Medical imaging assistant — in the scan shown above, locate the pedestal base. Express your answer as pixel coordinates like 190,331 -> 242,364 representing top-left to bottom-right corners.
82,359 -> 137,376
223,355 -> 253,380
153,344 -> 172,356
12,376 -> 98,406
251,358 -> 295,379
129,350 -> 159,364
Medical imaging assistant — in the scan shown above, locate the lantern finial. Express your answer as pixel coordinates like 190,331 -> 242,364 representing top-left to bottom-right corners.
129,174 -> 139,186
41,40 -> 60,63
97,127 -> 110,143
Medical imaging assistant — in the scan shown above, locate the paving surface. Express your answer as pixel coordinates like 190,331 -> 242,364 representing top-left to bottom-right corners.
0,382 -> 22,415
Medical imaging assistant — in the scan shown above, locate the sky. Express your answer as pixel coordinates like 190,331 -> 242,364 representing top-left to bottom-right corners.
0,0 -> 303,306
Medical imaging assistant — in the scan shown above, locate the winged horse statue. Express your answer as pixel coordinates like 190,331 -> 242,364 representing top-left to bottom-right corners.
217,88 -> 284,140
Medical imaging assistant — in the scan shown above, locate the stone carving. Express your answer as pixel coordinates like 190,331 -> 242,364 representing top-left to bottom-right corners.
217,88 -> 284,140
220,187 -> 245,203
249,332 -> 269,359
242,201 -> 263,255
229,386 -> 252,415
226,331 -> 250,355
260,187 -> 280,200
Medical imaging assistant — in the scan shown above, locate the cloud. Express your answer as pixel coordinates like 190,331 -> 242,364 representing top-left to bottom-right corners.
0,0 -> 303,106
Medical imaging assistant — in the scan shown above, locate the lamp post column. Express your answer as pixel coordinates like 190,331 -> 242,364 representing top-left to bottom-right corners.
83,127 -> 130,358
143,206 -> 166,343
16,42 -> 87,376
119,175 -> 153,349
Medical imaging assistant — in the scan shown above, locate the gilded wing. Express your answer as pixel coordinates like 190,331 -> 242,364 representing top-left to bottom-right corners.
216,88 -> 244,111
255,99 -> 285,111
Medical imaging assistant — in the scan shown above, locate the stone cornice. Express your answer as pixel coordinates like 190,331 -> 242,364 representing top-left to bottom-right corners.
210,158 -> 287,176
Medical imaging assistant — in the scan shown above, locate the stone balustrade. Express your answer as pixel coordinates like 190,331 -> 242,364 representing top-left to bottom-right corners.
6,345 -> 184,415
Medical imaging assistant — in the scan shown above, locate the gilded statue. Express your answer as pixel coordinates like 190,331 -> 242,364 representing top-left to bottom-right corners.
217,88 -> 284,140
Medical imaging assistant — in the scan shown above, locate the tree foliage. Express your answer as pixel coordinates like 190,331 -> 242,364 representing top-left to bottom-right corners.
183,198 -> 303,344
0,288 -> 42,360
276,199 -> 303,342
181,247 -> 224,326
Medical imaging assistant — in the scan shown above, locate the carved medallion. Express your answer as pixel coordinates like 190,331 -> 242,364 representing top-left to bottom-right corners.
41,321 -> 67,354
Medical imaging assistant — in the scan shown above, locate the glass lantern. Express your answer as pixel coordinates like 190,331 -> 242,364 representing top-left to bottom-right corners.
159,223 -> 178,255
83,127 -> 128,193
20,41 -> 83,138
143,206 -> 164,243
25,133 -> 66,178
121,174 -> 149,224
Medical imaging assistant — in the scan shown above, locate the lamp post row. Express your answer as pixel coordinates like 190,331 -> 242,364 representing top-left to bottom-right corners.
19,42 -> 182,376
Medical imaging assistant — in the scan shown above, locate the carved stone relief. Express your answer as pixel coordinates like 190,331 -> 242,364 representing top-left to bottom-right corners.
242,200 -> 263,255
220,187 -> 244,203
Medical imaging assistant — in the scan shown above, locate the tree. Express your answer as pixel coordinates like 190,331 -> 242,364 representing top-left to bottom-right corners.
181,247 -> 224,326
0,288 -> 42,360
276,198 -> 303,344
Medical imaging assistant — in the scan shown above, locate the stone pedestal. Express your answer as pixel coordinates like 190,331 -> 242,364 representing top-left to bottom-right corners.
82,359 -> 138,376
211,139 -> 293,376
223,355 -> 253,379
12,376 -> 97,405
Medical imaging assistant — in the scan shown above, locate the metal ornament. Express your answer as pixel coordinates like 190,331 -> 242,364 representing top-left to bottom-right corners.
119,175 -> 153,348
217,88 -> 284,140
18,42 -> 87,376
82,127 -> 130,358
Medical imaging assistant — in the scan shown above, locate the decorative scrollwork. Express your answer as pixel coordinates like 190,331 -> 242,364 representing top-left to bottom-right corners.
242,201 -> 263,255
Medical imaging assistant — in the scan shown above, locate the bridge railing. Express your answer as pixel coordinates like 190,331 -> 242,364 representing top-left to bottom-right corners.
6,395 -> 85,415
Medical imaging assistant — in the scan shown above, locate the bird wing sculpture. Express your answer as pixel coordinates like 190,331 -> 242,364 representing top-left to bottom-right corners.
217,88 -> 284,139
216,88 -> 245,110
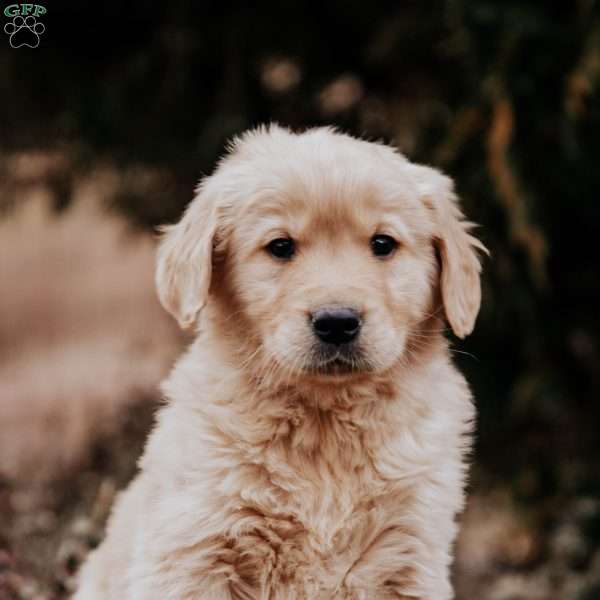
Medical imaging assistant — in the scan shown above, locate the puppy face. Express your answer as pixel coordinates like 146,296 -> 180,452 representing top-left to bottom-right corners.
157,128 -> 483,377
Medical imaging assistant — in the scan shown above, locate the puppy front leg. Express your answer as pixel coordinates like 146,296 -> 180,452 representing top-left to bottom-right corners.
343,527 -> 452,600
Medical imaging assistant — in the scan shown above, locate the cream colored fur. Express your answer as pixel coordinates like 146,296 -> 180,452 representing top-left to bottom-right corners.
75,126 -> 484,600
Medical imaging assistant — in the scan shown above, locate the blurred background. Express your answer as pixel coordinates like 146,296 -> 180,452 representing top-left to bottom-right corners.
0,0 -> 600,600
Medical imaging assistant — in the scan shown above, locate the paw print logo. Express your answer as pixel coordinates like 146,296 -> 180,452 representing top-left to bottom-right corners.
4,15 -> 46,48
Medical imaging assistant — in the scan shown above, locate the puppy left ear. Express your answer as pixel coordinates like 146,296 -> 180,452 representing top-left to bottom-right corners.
156,190 -> 217,329
411,165 -> 489,338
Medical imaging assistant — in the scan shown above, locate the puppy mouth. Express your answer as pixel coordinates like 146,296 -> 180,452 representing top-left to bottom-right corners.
309,349 -> 370,375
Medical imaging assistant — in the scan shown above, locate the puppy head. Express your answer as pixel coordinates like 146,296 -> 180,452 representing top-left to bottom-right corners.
157,127 -> 485,377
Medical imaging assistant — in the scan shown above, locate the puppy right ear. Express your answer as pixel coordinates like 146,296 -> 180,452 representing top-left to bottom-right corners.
156,190 -> 217,329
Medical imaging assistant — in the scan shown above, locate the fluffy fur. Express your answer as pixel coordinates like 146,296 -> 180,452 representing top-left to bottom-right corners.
76,126 -> 484,600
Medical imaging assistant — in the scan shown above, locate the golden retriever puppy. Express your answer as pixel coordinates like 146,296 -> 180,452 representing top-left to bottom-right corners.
76,126 -> 485,600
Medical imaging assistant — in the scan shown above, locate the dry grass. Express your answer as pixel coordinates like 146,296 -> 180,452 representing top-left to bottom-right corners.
0,170 -> 178,482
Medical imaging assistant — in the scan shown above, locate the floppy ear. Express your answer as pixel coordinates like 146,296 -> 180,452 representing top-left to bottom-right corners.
156,188 -> 217,329
412,165 -> 488,338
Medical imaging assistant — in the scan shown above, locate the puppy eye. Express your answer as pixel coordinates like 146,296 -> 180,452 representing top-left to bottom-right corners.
267,238 -> 296,260
371,234 -> 398,256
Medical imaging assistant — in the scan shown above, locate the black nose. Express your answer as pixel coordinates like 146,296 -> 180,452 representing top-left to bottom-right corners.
312,308 -> 360,346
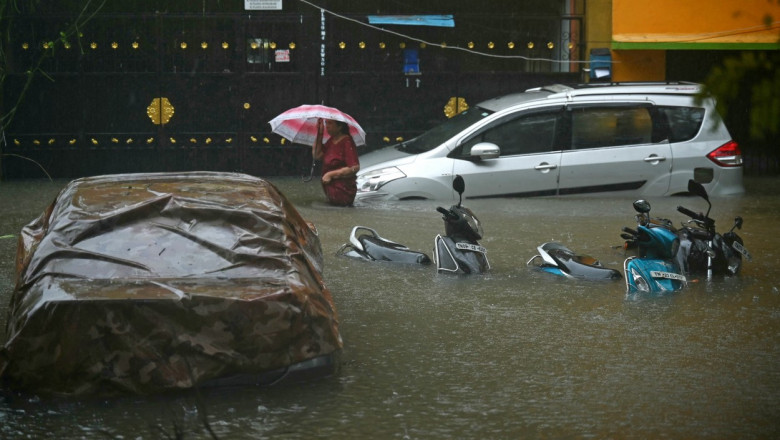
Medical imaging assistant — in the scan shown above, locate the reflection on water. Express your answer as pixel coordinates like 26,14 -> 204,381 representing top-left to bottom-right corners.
0,178 -> 780,439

*EXERCISE BRIEF:* Copy out the records above without any change, from the line with "the stone balustrade." to the line with "41,321 -> 67,354", including both of those lines.

*WORKED SOLUTION:*
Medical imaging assistant — in the scan shown above, locate the stone balustrade. Express your answer as pixel coordinates like 190,331 -> 242,364 representing top-left to bottom-right corners.
6,345 -> 184,415
Medical imaging assistant — in the scan shown above, locate the gilded statue. Express your answer as pixel coordinates like 190,331 -> 242,364 representing top-left to bottom-right corners.
217,88 -> 284,140
Medical imaging assistant — in the scan shown above, locate the tree foliage. Express your answer as pixel coordinates like 190,331 -> 242,364 representing top-left to bottom-right corners.
183,198 -> 303,344
0,288 -> 42,360
276,199 -> 303,342
181,247 -> 224,326
Medical imaging assistant — in the scan shown above, locate the carved medallion. Express your answer as pixel coordinates like 190,331 -> 242,364 representing top-left to bottom-right corners.
41,321 -> 67,354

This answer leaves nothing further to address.